Locate each line in the rows below that contains the string "face" and copy those lines in full. Case counts when matching.

**Provided material:**
- - -

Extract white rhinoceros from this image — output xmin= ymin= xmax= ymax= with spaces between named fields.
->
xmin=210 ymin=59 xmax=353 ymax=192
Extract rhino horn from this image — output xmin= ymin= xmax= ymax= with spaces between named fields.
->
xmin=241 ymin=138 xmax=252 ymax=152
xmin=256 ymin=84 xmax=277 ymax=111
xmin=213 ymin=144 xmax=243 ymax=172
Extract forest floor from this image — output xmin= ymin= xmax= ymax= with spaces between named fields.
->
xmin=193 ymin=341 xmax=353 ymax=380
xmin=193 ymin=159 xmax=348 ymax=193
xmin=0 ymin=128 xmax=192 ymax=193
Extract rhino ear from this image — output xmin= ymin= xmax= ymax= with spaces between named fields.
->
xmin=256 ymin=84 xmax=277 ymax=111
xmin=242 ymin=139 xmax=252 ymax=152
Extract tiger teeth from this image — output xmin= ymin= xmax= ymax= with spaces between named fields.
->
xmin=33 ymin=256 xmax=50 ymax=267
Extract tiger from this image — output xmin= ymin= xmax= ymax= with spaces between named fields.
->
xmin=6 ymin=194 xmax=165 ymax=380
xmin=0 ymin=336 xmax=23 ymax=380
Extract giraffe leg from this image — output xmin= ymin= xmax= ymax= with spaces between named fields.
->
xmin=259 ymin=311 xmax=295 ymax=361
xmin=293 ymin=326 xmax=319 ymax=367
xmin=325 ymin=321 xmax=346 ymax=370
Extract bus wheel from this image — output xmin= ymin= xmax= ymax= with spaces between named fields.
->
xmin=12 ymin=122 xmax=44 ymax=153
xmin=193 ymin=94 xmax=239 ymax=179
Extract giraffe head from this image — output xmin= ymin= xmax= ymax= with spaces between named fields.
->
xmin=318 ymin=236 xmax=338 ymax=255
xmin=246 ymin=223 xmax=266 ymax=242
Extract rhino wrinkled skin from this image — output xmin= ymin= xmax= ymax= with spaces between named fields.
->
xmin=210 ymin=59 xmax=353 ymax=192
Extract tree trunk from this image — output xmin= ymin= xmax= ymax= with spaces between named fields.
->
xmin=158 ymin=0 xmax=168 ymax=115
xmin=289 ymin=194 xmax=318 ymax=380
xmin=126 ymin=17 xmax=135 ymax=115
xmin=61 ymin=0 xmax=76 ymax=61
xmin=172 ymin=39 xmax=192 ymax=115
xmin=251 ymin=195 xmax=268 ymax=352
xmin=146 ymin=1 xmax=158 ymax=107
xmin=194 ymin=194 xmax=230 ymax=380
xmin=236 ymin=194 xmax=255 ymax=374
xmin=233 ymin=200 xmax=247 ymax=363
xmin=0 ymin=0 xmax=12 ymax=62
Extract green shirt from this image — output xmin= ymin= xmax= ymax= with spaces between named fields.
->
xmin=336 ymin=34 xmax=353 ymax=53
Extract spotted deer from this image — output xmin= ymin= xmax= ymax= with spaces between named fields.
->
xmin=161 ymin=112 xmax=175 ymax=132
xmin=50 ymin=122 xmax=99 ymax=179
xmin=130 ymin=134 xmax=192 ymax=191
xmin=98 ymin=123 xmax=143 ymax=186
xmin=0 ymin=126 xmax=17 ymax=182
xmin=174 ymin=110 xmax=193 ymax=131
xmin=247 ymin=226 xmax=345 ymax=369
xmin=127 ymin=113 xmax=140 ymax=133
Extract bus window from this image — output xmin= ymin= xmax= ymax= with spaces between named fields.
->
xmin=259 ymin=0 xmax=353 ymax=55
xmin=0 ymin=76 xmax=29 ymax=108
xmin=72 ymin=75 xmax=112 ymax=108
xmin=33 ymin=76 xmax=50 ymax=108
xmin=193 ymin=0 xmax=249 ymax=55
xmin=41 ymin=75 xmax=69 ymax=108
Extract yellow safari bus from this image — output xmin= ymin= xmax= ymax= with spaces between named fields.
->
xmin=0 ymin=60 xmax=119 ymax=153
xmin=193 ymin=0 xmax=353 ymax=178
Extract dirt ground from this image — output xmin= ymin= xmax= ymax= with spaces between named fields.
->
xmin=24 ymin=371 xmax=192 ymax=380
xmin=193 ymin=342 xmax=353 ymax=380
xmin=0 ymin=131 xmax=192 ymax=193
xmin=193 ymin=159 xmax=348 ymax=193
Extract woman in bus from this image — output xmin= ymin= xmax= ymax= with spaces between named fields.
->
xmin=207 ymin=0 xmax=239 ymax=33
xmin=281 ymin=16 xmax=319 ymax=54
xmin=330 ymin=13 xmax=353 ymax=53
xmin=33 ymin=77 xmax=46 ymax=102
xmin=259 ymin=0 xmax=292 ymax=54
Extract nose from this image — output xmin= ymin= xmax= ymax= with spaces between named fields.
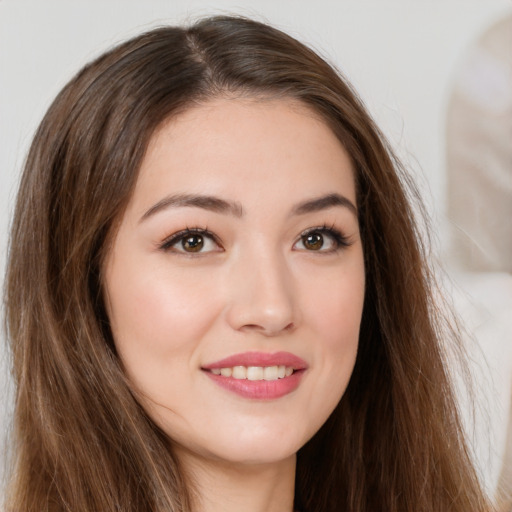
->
xmin=227 ymin=247 xmax=299 ymax=337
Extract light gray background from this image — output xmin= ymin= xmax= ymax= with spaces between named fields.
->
xmin=0 ymin=0 xmax=512 ymax=496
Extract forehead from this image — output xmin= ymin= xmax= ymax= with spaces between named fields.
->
xmin=130 ymin=98 xmax=355 ymax=214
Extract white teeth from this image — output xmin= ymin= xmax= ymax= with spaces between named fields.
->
xmin=231 ymin=366 xmax=247 ymax=379
xmin=247 ymin=366 xmax=263 ymax=380
xmin=263 ymin=366 xmax=278 ymax=380
xmin=210 ymin=365 xmax=293 ymax=380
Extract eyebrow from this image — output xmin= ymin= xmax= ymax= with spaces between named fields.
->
xmin=139 ymin=190 xmax=357 ymax=222
xmin=139 ymin=194 xmax=243 ymax=222
xmin=292 ymin=194 xmax=357 ymax=217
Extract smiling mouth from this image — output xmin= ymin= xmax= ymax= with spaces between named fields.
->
xmin=208 ymin=365 xmax=294 ymax=381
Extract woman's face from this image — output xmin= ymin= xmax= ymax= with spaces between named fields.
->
xmin=105 ymin=98 xmax=364 ymax=463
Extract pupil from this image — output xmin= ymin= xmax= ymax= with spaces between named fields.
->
xmin=303 ymin=233 xmax=324 ymax=251
xmin=181 ymin=235 xmax=204 ymax=252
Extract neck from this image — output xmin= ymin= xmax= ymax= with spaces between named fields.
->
xmin=179 ymin=452 xmax=296 ymax=512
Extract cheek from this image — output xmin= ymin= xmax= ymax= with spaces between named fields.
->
xmin=107 ymin=265 xmax=220 ymax=392
xmin=298 ymin=264 xmax=365 ymax=412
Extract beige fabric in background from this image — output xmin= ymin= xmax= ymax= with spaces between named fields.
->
xmin=447 ymin=16 xmax=512 ymax=272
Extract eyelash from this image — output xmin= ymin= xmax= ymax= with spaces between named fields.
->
xmin=160 ymin=224 xmax=351 ymax=256
xmin=294 ymin=224 xmax=351 ymax=254
xmin=160 ymin=228 xmax=218 ymax=256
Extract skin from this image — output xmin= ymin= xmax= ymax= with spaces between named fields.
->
xmin=105 ymin=98 xmax=364 ymax=512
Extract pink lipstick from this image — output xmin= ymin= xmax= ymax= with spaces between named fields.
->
xmin=202 ymin=352 xmax=308 ymax=400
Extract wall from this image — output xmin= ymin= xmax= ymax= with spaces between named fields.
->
xmin=0 ymin=0 xmax=512 ymax=496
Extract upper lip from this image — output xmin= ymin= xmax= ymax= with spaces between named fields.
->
xmin=202 ymin=352 xmax=308 ymax=370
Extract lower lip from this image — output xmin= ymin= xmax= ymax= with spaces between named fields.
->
xmin=205 ymin=370 xmax=304 ymax=400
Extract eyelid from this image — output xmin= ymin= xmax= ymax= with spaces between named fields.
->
xmin=159 ymin=227 xmax=223 ymax=256
xmin=293 ymin=224 xmax=352 ymax=254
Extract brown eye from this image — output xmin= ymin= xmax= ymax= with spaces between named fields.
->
xmin=302 ymin=232 xmax=324 ymax=251
xmin=181 ymin=234 xmax=204 ymax=252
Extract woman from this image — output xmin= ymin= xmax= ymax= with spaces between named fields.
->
xmin=6 ymin=17 xmax=492 ymax=512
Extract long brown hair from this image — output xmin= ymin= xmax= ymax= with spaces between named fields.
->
xmin=5 ymin=17 xmax=492 ymax=512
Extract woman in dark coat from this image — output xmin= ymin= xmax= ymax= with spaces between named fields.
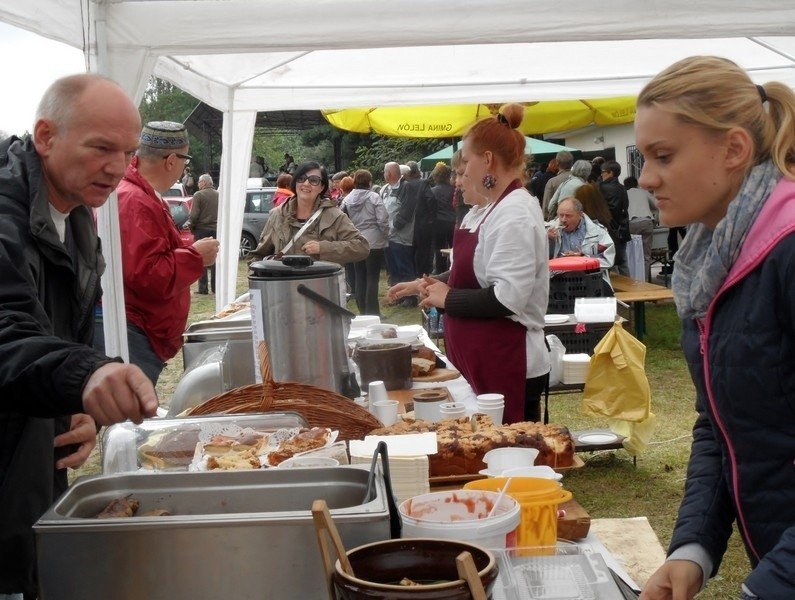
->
xmin=635 ymin=57 xmax=795 ymax=600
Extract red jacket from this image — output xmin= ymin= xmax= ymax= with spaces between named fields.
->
xmin=118 ymin=158 xmax=204 ymax=361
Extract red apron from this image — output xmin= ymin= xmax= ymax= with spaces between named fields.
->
xmin=444 ymin=182 xmax=527 ymax=423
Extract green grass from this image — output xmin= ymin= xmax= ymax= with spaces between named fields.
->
xmin=78 ymin=262 xmax=749 ymax=600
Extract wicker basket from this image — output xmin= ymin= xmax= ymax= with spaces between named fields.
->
xmin=188 ymin=342 xmax=384 ymax=441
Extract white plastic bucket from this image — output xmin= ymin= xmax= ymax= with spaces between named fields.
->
xmin=398 ymin=490 xmax=521 ymax=550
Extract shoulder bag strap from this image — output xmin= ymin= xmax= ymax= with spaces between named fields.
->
xmin=280 ymin=207 xmax=323 ymax=254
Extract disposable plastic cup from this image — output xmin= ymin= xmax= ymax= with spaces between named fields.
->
xmin=476 ymin=394 xmax=505 ymax=406
xmin=477 ymin=402 xmax=505 ymax=425
xmin=439 ymin=402 xmax=467 ymax=420
xmin=367 ymin=379 xmax=389 ymax=406
xmin=371 ymin=400 xmax=398 ymax=427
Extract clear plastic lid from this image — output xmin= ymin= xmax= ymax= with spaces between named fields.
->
xmin=100 ymin=412 xmax=309 ymax=474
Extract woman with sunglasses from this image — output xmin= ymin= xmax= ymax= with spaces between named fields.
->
xmin=248 ymin=161 xmax=370 ymax=264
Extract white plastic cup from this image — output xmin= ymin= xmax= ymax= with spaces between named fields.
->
xmin=477 ymin=402 xmax=505 ymax=425
xmin=370 ymin=400 xmax=398 ymax=427
xmin=439 ymin=402 xmax=467 ymax=421
xmin=367 ymin=379 xmax=389 ymax=406
xmin=477 ymin=394 xmax=505 ymax=406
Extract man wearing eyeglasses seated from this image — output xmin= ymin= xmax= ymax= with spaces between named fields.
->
xmin=94 ymin=121 xmax=218 ymax=384
xmin=546 ymin=198 xmax=616 ymax=295
xmin=246 ymin=161 xmax=370 ymax=265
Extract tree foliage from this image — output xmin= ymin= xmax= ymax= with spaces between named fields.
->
xmin=139 ymin=77 xmax=450 ymax=181
xmin=351 ymin=135 xmax=450 ymax=181
xmin=138 ymin=77 xmax=210 ymax=173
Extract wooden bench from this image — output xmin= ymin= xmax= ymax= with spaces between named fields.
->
xmin=610 ymin=273 xmax=674 ymax=340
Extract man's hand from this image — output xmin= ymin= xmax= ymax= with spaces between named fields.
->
xmin=83 ymin=362 xmax=158 ymax=425
xmin=420 ymin=276 xmax=450 ymax=308
xmin=193 ymin=238 xmax=221 ymax=267
xmin=55 ymin=414 xmax=97 ymax=469
xmin=301 ymin=240 xmax=320 ymax=255
xmin=640 ymin=560 xmax=704 ymax=600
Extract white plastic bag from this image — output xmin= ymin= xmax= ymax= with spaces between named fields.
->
xmin=547 ymin=334 xmax=566 ymax=387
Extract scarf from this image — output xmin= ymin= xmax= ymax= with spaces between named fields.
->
xmin=671 ymin=160 xmax=781 ymax=320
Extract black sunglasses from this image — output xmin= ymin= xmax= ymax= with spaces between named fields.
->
xmin=295 ymin=175 xmax=323 ymax=185
xmin=163 ymin=152 xmax=193 ymax=167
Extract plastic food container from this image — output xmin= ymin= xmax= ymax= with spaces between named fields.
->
xmin=398 ymin=490 xmax=520 ymax=548
xmin=483 ymin=447 xmax=538 ymax=473
xmin=464 ymin=477 xmax=571 ymax=554
xmin=100 ymin=412 xmax=309 ymax=475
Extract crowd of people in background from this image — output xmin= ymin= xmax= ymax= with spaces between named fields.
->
xmin=238 ymin=144 xmax=672 ymax=316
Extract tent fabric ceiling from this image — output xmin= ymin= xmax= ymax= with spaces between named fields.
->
xmin=0 ymin=0 xmax=795 ymax=351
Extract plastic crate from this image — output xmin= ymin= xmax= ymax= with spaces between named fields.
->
xmin=549 ymin=323 xmax=613 ymax=354
xmin=547 ymin=271 xmax=604 ymax=315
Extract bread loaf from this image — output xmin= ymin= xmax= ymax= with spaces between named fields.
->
xmin=370 ymin=414 xmax=574 ymax=477
xmin=411 ymin=358 xmax=436 ymax=377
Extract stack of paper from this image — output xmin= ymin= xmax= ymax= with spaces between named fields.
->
xmin=560 ymin=354 xmax=591 ymax=383
xmin=350 ymin=432 xmax=437 ymax=502
xmin=351 ymin=456 xmax=430 ymax=504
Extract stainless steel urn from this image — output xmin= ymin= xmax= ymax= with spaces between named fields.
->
xmin=248 ymin=256 xmax=358 ymax=397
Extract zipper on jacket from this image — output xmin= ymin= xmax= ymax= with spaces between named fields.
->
xmin=696 ymin=296 xmax=762 ymax=561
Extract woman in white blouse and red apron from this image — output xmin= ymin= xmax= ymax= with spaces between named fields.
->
xmin=389 ymin=104 xmax=550 ymax=423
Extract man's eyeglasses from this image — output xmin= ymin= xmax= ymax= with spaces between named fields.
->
xmin=295 ymin=175 xmax=323 ymax=185
xmin=163 ymin=152 xmax=193 ymax=167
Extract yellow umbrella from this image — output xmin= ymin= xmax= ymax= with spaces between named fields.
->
xmin=322 ymin=96 xmax=635 ymax=138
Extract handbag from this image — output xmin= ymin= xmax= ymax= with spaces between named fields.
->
xmin=581 ymin=322 xmax=651 ymax=423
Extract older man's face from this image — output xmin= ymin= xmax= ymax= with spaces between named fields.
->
xmin=35 ymin=81 xmax=141 ymax=213
xmin=558 ymin=202 xmax=582 ymax=233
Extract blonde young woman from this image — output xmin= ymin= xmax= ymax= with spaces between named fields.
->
xmin=635 ymin=57 xmax=795 ymax=600
xmin=389 ymin=104 xmax=550 ymax=423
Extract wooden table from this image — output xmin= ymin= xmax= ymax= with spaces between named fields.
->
xmin=610 ymin=273 xmax=674 ymax=340
xmin=591 ymin=517 xmax=665 ymax=588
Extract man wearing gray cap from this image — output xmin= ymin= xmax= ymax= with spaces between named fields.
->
xmin=95 ymin=121 xmax=218 ymax=384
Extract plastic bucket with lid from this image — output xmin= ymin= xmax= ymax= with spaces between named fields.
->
xmin=398 ymin=490 xmax=521 ymax=549
xmin=464 ymin=477 xmax=571 ymax=548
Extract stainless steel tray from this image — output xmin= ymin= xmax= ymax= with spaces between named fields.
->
xmin=34 ymin=465 xmax=390 ymax=600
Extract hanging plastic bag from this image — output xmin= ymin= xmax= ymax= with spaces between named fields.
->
xmin=547 ymin=334 xmax=566 ymax=386
xmin=582 ymin=322 xmax=651 ymax=423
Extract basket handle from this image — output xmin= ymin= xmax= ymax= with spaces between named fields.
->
xmin=257 ymin=340 xmax=276 ymax=412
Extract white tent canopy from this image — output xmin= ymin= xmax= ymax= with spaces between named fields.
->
xmin=0 ymin=0 xmax=795 ymax=352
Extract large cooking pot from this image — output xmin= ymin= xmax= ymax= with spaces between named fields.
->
xmin=355 ymin=342 xmax=411 ymax=390
xmin=248 ymin=256 xmax=358 ymax=398
xmin=332 ymin=538 xmax=498 ymax=600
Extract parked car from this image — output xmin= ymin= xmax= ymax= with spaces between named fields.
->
xmin=165 ymin=197 xmax=196 ymax=246
xmin=240 ymin=187 xmax=276 ymax=258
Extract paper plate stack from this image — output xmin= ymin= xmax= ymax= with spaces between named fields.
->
xmin=351 ymin=454 xmax=430 ymax=504
xmin=560 ymin=354 xmax=591 ymax=384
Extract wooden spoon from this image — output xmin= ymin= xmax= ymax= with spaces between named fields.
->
xmin=455 ymin=550 xmax=488 ymax=600
xmin=312 ymin=500 xmax=354 ymax=580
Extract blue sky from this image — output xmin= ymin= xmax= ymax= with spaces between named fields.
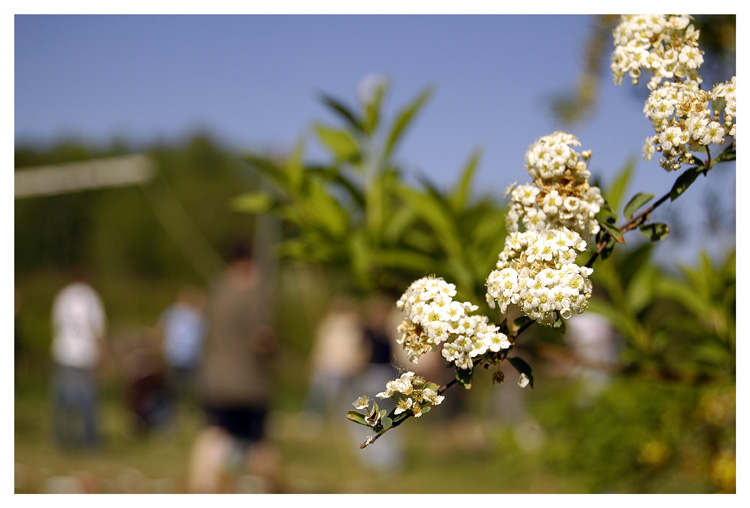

- - -

**Solved exercise:**
Extract woman's face from this image — output xmin= ymin= xmax= ymax= with spaces between named fields.
Extract older man's face from this image — output xmin= ymin= xmax= ymax= with spaces between named fields.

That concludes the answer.